[[ MATERIAL FOR THIS EXERCISE open ]]

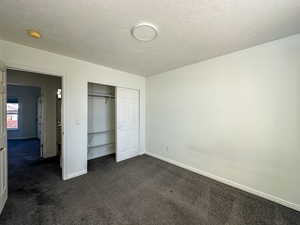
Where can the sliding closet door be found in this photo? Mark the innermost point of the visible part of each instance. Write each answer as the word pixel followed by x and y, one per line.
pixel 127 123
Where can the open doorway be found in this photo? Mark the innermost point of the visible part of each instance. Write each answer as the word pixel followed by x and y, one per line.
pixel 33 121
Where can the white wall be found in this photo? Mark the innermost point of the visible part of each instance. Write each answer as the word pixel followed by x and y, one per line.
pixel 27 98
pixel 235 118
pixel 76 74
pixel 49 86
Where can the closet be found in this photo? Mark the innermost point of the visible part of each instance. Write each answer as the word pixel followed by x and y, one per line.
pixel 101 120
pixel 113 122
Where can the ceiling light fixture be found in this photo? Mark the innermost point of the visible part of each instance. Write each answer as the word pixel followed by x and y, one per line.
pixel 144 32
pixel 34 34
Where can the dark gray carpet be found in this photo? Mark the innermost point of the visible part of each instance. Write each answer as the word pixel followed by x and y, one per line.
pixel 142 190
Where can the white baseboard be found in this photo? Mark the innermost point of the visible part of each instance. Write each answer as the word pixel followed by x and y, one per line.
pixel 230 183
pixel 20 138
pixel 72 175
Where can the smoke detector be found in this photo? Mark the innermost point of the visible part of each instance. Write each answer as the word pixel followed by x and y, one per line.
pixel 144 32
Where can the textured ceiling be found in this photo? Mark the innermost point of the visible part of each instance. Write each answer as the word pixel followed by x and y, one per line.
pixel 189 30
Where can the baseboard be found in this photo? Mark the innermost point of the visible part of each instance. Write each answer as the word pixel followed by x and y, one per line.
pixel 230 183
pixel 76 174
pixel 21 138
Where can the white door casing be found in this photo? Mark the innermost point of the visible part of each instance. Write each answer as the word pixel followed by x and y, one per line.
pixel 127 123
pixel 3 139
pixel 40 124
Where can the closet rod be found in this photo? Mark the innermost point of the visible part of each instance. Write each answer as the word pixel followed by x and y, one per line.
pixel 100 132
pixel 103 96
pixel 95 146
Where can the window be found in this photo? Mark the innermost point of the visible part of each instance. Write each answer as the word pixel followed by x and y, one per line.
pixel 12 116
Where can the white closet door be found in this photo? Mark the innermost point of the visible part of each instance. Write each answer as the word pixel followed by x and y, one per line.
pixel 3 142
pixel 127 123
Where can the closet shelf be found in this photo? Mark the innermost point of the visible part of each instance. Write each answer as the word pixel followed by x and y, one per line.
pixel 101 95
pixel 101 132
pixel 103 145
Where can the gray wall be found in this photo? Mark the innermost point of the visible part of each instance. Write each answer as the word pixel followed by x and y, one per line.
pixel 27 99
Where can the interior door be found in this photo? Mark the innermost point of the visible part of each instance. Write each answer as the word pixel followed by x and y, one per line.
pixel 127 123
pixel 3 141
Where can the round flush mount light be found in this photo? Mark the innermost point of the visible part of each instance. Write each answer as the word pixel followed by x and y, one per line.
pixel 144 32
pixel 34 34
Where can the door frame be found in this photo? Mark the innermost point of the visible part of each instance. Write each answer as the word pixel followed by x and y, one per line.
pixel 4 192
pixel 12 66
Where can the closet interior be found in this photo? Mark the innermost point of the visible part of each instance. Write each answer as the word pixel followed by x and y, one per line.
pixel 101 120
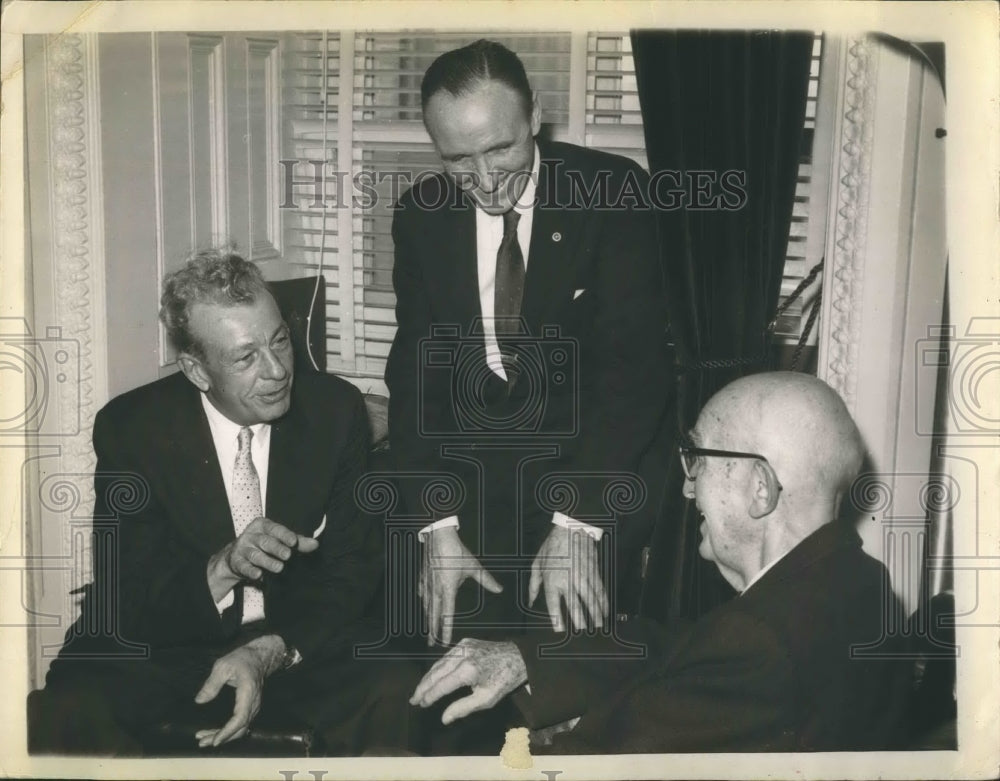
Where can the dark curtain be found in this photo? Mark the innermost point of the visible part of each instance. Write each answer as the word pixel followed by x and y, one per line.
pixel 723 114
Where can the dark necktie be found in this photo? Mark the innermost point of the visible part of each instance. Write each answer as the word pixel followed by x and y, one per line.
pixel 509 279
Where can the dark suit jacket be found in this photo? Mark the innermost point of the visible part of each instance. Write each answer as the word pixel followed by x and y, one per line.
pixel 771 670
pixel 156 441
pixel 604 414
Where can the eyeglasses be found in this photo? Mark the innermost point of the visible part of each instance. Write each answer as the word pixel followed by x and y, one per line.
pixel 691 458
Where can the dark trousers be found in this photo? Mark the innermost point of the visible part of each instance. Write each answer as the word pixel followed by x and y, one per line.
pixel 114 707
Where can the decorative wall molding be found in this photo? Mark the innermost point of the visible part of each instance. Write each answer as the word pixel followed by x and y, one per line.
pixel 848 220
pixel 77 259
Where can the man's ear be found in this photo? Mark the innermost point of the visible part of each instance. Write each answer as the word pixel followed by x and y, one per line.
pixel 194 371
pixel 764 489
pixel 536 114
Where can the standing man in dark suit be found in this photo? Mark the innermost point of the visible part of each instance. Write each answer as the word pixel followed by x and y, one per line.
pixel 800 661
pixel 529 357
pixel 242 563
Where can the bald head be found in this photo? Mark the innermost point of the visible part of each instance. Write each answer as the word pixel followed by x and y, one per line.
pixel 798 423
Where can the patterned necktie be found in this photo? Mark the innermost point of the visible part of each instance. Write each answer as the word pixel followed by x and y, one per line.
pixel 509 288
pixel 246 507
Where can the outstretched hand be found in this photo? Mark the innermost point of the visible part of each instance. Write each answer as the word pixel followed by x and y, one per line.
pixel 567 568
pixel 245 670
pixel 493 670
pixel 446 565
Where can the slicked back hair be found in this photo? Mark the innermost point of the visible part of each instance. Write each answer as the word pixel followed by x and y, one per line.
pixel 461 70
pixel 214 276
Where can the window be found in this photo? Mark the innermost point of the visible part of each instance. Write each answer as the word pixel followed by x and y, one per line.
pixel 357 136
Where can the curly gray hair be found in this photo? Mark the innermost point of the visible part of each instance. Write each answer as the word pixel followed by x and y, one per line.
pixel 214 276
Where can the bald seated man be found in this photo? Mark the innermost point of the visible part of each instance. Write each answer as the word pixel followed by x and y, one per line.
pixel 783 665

[[ MATERIAL FOR THIS EXERCISE closed ]]

- _EXERCISE AIM_
Please retype the records above exactly, but leave out any pictures.

- _SOLUTION TO THIS EXERCISE_
Where can the sliding closet door be found in this photo? Mark the innermost point of the visible part of each instance. Write each answer as the word pixel followed by x and y, one per line.
pixel 127 123
Where can the open doorway be found in this photo? Mark the innermost point of the visible part of each instance. Write each answer as the word pixel followed by x and y, one per line.
pixel 33 121
Where can the white wall be found in this photo? Mark the innermost point of the visible part of each instance. Write each answer as the word pixel followed by x and y, one per line.
pixel 27 98
pixel 235 118
pixel 76 74
pixel 49 86
Where can the closet be found in this photo? Mark the innermost point of the visible part of each instance. Write each answer as the word pixel followed by x and y, one per line.
pixel 101 120
pixel 113 122
Where can the ceiling light fixture be found in this photo? Mark the innermost point of the visible part of each instance. Write each answer as the word pixel followed by x and y, one per line.
pixel 144 32
pixel 34 34
Where can the dark gray carpet be found in this photo? Mark the innermost point of the visible part of each instance. Write each answer as the word pixel followed by x and y, one per line.
pixel 142 190
Where can the white baseboard be found in this photo? Mark the innermost point of the visible part of each instance. Write each answer as the word pixel followed by x and y, one per line.
pixel 230 183
pixel 20 138
pixel 72 175
Where can the smoke detector be found in this photo? Mark the innermost point of the visible part of each instance. Write each answer as the word pixel followed by x and y, one per line.
pixel 144 32
Where can the textured ceiling be found in this photo? Mark the innermost point of the visible part of each instance. Write each answer as the word pixel followed by x and y, one per line.
pixel 189 30
Where can the baseboard be found in this photo? Mark the innermost point of the visible part of each instance. Write each answer as the word pixel followed by x and y, one per line.
pixel 230 183
pixel 76 174
pixel 21 138
Where can the white door casing be found in this photo? Mark the innermost point of the visible part of each instance. Write each answer as the word pixel followed by x and y, one per line.
pixel 127 123
pixel 3 139
pixel 40 124
Where can the closet rod be found in this photo? Mark the innermost point of the visible part of each instance. Write each answer as the word pixel followed by x and y, one per line.
pixel 100 132
pixel 103 96
pixel 95 146
Where can the window be found in this photo? Mark the innermost point of the visible part of each instance. Write each answer as the word pixel followed by x and y, one per line.
pixel 12 116
Where can the white closet door be found in this photo? Mark the innermost point of the visible part of each instance. Write each answer as the word pixel followed by x and y, one per line.
pixel 3 142
pixel 127 123
Where can the closet shelf be found in this photo? Mark the innermost point of the visible part of each instance. Write each answer as the word pixel followed by x and y, one per line.
pixel 101 95
pixel 101 132
pixel 103 145
Where can the gray wall be found in this photo? Mark the innermost point of the visible part of each instance. Write each answer as the word pixel followed by x and y, one per line.
pixel 27 99
Where can the interior door be found in this photo? Mark the innermost point of the visible part of each instance. Write each answer as the word pixel followed by x and y, one per line.
pixel 127 123
pixel 3 141
Where can the round flush mount light be found in this photo? Mark the innermost point of the visible part of each instance. Write each answer as the word pixel followed by x and y, one per line.
pixel 144 32
pixel 34 34
Where can the door frame be found in this photo? Mark the innermost point of the visible part of each instance. Write each answer as the word pixel followed by x and y, one per line.
pixel 4 192
pixel 12 66
Where can the closet interior be found in this photo? Mark the innermost point of the visible part of each instance. Write each answer as the word pixel followed by x and y, one per line.
pixel 101 120
Where can the dark curtain be found in this photo? Mark the innermost point of the visible part of each instance. Write each answer as the word pixel followed by x and y, one per line.
pixel 723 114
Where can the dark necktie be found in this photo? Mark the innermost point of the visible part of each instance. Write each answer as the word pixel followed by x and y, one per line.
pixel 509 279
Where can the dark suit jacket be found in this photo? Mark the innermost point of the visible part of each instance. Write each answer as the word pixel followed by x and y, one per line.
pixel 771 670
pixel 156 441
pixel 604 414
Where can the eyeglasses be found in this photo? Mark the innermost point of the visible part of each instance. Write each answer as the word pixel followed by x and y, one per line.
pixel 691 458
Where can the dark trousers be found in this photo? Mark the innermost point of the visible part of each instance. Write each answer as the word pixel followed by x and y, one per line.
pixel 114 707
Where can the decorative wall molding be found in this photo? Mark the innermost point of the visible part of each instance. Write each answer as the word pixel followed by x and y, one per line.
pixel 848 220
pixel 77 259
Where can the man's ear be found in this photo? Mark the innermost point of the visible part of each instance. Write each answer as the word pixel followed by x and y, one per line.
pixel 194 371
pixel 764 489
pixel 536 114
Where can the standing man in dark suit be found in this photo? Mark the innermost point of the visible part of each instance. Write each answer as the word pixel followed by x and y, one per line.
pixel 800 661
pixel 529 357
pixel 242 563
Where can the bald head be found in this photo? Mark the innermost point of the visible part of each instance. Write each answer as the word pixel followed by x and y, one per line.
pixel 798 423
Where can the patterned necktie be found in this photo? Mark the innermost point of the visible part of each instance. Write each answer as the word pixel followed by x and y, one per line.
pixel 509 288
pixel 246 507
Where can the outstretched hand be found in this photo? Mark the innermost point of the visible part of each instance. Write each answer as the word pixel followed by x and y, one per line.
pixel 567 568
pixel 245 670
pixel 493 670
pixel 446 565
Where can the slicked back hair be found in this photo? Mark the innermost point of the visible part of each instance. Write each answer as the word pixel followed by x and y, one per line.
pixel 461 70
pixel 214 276
Where can the window be found in this photo? Mark the innermost point of the visible part of each instance. Write each answer as the word pixel followed by x and y, one per line.
pixel 357 136
Where can the curly gray hair be found in this photo? Mark the innermost point of the visible part of each instance. Write each answer as the word pixel followed by x and y, one per line.
pixel 214 276
Where can the bald seated man be found in this photo? Mark the innermost point of the visible part of each instance. Write each answer as the word pixel followed by x and y, one per line.
pixel 783 665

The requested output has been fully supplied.